_BRIEF_
Leaving out all images, return the entries below exactly.
───
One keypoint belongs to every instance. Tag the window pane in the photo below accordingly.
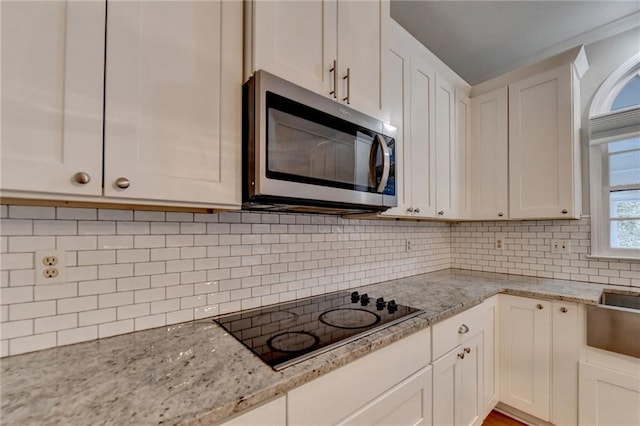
(628, 96)
(624, 145)
(625, 234)
(624, 204)
(624, 169)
───
_SOLUTION TO THIS PROBLEM_
One keypoint belongs to every instance. Tag the window pane in the photo below accordingly.
(628, 96)
(624, 145)
(625, 234)
(624, 204)
(624, 169)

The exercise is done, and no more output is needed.